(Natural language region descriptions)
....

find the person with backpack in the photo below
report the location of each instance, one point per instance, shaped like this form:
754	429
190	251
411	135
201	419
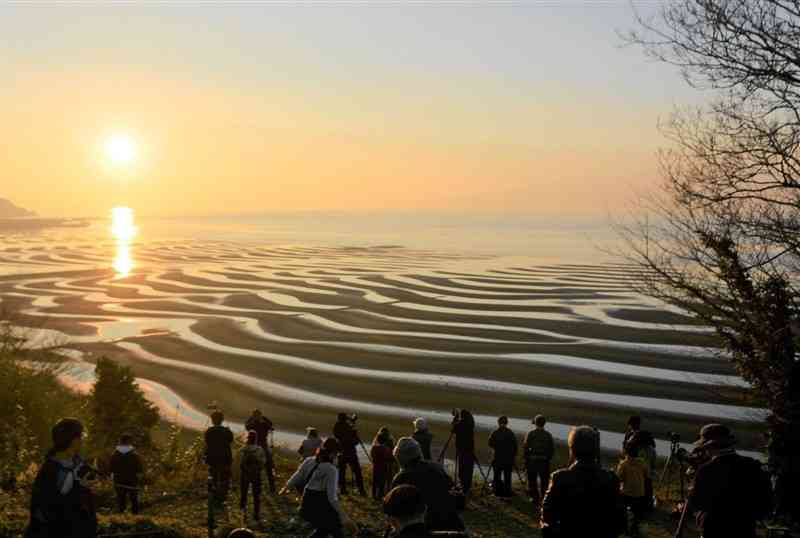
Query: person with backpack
382	461
62	505
263	428
251	462
219	456
503	443
538	450
317	479
126	468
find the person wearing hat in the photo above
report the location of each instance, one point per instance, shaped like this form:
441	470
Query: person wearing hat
310	444
317	480
583	499
538	450
731	492
219	456
423	436
61	503
503	443
405	509
433	483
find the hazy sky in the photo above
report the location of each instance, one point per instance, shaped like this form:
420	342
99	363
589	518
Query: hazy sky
531	107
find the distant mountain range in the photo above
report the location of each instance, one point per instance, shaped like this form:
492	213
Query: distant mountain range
8	210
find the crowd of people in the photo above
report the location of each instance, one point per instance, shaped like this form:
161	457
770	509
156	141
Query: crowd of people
730	492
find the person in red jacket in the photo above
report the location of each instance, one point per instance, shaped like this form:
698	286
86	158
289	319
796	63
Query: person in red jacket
382	462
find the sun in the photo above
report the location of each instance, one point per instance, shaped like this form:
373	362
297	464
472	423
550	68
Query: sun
121	149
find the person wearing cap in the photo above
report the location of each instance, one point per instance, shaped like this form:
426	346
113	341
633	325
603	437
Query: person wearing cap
503	443
583	499
61	503
423	436
433	483
219	456
309	445
731	492
126	468
263	427
317	480
538	450
405	509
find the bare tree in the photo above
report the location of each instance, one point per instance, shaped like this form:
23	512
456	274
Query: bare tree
721	238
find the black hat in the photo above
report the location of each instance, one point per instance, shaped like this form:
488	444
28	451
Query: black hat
715	436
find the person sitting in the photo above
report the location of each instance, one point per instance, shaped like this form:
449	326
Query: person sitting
382	460
251	462
405	509
423	436
538	449
504	444
61	503
310	444
433	483
317	479
633	473
126	468
731	493
583	499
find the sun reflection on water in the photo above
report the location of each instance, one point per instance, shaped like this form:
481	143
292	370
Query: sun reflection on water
124	230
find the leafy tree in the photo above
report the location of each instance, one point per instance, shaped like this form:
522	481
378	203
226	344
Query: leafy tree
118	406
721	238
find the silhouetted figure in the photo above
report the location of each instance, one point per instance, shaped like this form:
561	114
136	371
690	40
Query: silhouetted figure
423	436
126	468
539	449
583	499
464	430
345	432
405	508
252	460
310	444
263	427
731	493
62	505
433	483
504	444
219	456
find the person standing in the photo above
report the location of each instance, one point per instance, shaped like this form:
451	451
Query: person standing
346	434
251	462
731	493
219	456
126	468
62	505
423	436
464	431
504	444
263	428
538	449
583	499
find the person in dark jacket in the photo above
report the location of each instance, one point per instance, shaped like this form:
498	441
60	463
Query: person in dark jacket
464	430
538	450
583	499
219	456
345	432
405	508
263	427
731	493
423	436
433	483
126	468
61	502
504	444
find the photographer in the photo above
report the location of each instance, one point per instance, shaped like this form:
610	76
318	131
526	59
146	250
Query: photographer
464	430
731	492
346	434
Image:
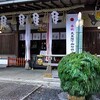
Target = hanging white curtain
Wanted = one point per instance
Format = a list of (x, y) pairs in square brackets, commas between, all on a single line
[(27, 39)]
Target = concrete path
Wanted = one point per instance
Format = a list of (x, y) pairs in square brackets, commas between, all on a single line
[(35, 76)]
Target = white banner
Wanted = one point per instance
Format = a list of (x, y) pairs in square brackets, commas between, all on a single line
[(36, 36), (27, 40), (71, 33), (55, 36)]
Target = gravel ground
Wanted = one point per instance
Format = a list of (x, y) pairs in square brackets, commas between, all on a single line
[(44, 93), (15, 91)]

....

• **Task to complete**:
The answer must be the lines from the first one in the records through the line containing "find the person wearing hat", copied exactly, with no pictures.

• **The completed task**:
find the person with backpack in the photo below
report the location of each instance, one point per instance, shaped like this form:
754	429
190	251
411	135
201	419
Query: person with backpack
382	461
62	505
263	428
251	462
219	456
503	443
538	450
317	479
126	468
find the person wearing hat in the photo above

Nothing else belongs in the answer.